Sport: The Perception Bug

This is where the retrospective becomes surprising. If you had asked me yesterday: “Julien, were you athletic this year?”, I would have answered with frustration: “Yes, but not regular enough for my taste, I feel like I’ve stagnated”.

So I extracted the logs of my activities (Running and Cycling, thanks Strava) to see the extent of the damage. And there, surprise: the logs contradict my mental monitoring.

Activity2024 (Baseline)2025 (Prod)Differential
Running106 km487 kmx 4.5
Cycling444 km1987 kmx 4.5

It’s a textbook case of a “False Positive”. My brain focused on the “off” weeks (only 2 weeks out of 52 with 0 activity), forgetting the global volume.

In reality, I multiplied my activity volume by 4.5 compared to 2024. I covered nearly 2500 km all sports combined. That’s not too bad, but I intend to do better in 2026!

The lesson for 2026? Trust the data. Like in prod, when you think there is a latency problem, you look at the curves first before rebooting. I wasn’t “irregular”, I simply changed scale without realizing it.

2026 Goals: My Tech Radar & Roadmap

A review is useless if it doesn’t allow updating the roadmap. For 2026, I don’t foresee a revolution, but a targeted evolution of my technical and personal stack. The goal? Reduce technical debt and prepare for the future.

1. Tech Watch: K8s and AI (Pragmatic)

There are two major subjects on which I intend to skill up, not out of “Hype”, but out of operational necessity:

  • Kubernetes (K8s): It has become unavoidable. Even in a hyperconverged world, container orchestration is the standard upper layer. It’s a subject I’ve put off for a long time, due to lack of time. So I want to learn the basics, and go beyond to master architecture and advanced troubleshooting.
  • AI (User & Integrator): I’m not talking about playing with prompts to generate images of cats or parody songs. My goal is twofold: optimize my daily workflow (AI as an assistant) and above all understand how to technically integrate it into solutions (API, automation). AI will not replace the architect, but the architect who uses AI will replace the one who doesn’t.

2. Side Project: Automated Audit

This is the big “Dev” chunk of the year. As a consultant, I spend a lot of time auditing infrastructures. I am working on developing an automated audit application.

*****

> [Directions]: In the retrospective, how many of the year's 52 weeks had no sporting activity at all?

*****

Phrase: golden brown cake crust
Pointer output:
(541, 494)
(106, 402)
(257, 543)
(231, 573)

*****

> [Response to this task]: Two weeks out of 52 had zero activity.